+++ Extracted data +++

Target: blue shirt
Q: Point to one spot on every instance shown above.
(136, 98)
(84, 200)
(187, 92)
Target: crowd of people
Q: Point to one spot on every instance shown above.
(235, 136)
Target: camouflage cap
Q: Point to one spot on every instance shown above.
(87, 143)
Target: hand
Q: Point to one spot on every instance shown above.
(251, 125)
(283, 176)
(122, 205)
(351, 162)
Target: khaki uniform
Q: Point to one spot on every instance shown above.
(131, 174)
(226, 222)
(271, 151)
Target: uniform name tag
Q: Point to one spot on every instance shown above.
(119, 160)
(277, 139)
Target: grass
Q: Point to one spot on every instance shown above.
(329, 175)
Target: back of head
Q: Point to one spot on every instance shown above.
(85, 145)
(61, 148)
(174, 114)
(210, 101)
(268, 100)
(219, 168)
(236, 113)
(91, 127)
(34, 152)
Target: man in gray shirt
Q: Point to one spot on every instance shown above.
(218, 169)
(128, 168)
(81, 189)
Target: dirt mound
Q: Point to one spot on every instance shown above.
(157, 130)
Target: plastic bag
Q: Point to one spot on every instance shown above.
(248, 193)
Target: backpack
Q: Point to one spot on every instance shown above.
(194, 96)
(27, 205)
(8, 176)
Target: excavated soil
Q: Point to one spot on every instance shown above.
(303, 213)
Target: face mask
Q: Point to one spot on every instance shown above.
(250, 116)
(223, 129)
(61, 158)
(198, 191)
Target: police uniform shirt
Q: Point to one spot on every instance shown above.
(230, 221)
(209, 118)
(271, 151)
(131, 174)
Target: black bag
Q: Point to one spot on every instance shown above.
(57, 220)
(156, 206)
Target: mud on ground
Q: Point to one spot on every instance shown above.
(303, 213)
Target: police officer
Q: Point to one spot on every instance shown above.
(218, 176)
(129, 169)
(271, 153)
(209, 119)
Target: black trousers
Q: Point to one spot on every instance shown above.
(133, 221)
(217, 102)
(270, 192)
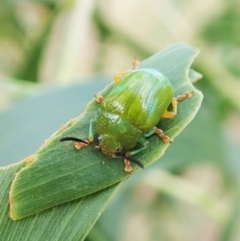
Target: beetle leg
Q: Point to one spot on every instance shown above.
(144, 143)
(160, 133)
(162, 136)
(79, 143)
(171, 114)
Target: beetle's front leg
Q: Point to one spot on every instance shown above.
(79, 143)
(160, 133)
(171, 114)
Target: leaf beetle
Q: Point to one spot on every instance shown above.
(129, 113)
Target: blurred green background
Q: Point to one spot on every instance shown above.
(55, 55)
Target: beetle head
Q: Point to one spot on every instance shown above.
(109, 145)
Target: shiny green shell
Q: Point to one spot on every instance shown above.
(141, 97)
(133, 107)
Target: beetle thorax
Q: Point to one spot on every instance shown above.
(108, 145)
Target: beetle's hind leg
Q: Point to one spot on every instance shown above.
(79, 143)
(171, 114)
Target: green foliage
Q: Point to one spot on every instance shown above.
(57, 173)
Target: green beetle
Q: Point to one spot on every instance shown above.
(129, 113)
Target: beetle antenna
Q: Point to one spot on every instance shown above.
(136, 161)
(73, 139)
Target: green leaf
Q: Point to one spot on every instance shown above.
(58, 173)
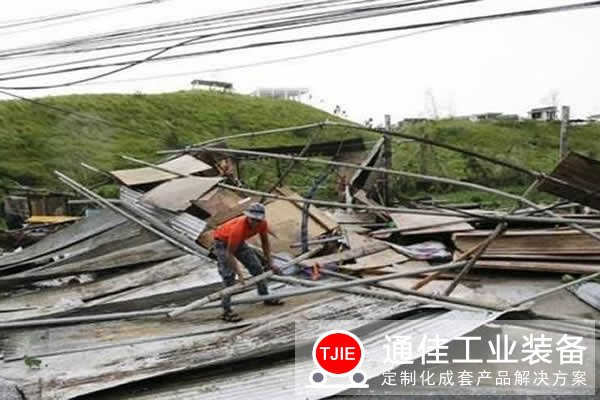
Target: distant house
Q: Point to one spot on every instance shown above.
(594, 118)
(489, 116)
(414, 120)
(544, 113)
(226, 86)
(281, 93)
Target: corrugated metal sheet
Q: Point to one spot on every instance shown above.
(581, 172)
(73, 374)
(185, 165)
(177, 194)
(277, 381)
(330, 148)
(77, 232)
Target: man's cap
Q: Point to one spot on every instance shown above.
(255, 211)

+++

**The task**
The records above are to be quoted exactly, with all pictures left out.

**Output of the task**
Target: blue shirt
Q: Point to one spot on every instance shown above.
(136, 98)
(84, 200)
(187, 92)
Target: crowd of people
Q: Point to one spot on every instance shown above.
(235, 136)
Target: camouflage cap
Q: Point to one spot on every instance shown above.
(87, 143)
Target: hand
Q: Point to one spot on every instance shown above.
(251, 125)
(283, 176)
(122, 205)
(351, 162)
Target: khaki uniform
Q: Point to one spot on every instance shown above.
(131, 174)
(226, 222)
(271, 151)
Target: uniform name tag
Q: Point to one spot on every instance shown above.
(119, 160)
(277, 139)
Target: grass
Q: Point to one spot on every instance shown above.
(329, 175)
Target: back of head
Q: Point to one spot on every instance shown above.
(85, 145)
(61, 148)
(174, 114)
(210, 101)
(268, 100)
(219, 168)
(236, 113)
(91, 127)
(34, 152)
Target: man in gray shirt
Q: Point to one spot on every instance shown above.
(218, 169)
(128, 168)
(81, 189)
Target: dirt mound
Q: Point to one spot on every instance shown above.
(157, 130)
Target: plastic bag
Q: Point to one spot on every instance shown above.
(248, 193)
Target: backpack
Q: Point to one spot on every instance shown above.
(194, 96)
(27, 205)
(8, 176)
Target: excavated soil
Q: Point to one spot on every instance shown above.
(303, 213)
Target: face mask
Q: Point to one spot on every instance shown above.
(250, 116)
(223, 129)
(61, 158)
(198, 191)
Target: police uniform shirt
Q: Point to one spot on every instance shown above.
(230, 221)
(209, 118)
(271, 151)
(131, 174)
Target: black bag
Q: Point to one spot on every instance shown above.
(57, 220)
(156, 206)
Target: mud on ground
Q: Point to one spot on every instance shown above.
(303, 213)
Target: police officer
Q: Point to one spot on every instance shown above.
(218, 176)
(129, 169)
(271, 153)
(209, 119)
Target: black trousers
Q: Point to one spot on every instance shown above.
(133, 221)
(217, 102)
(270, 192)
Target: beetle leg
Q: Point to one spot on every instance shown above.
(144, 143)
(160, 133)
(162, 136)
(79, 143)
(171, 114)
Target: beetle's front leg
Q: Point to one spot on every instance shown above.
(79, 143)
(160, 133)
(171, 114)
Target: leaf beetle
Q: Point to one spot on every instance shown above.
(129, 113)
Target: blurred green background
Q: Point to one spot on every instance shown above.
(55, 55)
Target: beetle head
Q: Point to one spot on every instance shown above.
(109, 145)
Target: shiny green shell
Q: Point to one spot on every instance shown above.
(141, 97)
(133, 107)
Target: beetle thorax
Q: Point to one spot on every instance shown above.
(108, 145)
Target: beetle's hind leg
Q: Point to one spot on every instance shown above.
(79, 143)
(171, 114)
Target: green foliage
Q: Point to one spot on every instance shown above.
(57, 173)
Target: green beetle
Q: Point to one spot on every instance shown above.
(129, 113)
Target: beetle antenna
Q: Point to one spot on every instance shown above.
(136, 161)
(73, 139)
Target: green leaf
Q: Point to one spot on every instance shown above.
(58, 173)
Target: distant house
Q: Point to one spot on every instance shown above.
(594, 118)
(489, 116)
(414, 120)
(544, 113)
(226, 86)
(281, 93)
Target: corrugated metal sheet
Q: Point to one spot on every instance shown above.
(581, 172)
(73, 374)
(185, 165)
(177, 194)
(277, 381)
(330, 148)
(77, 232)
Target: man's cap
Q: Point to one spot on every instance shown above.
(255, 211)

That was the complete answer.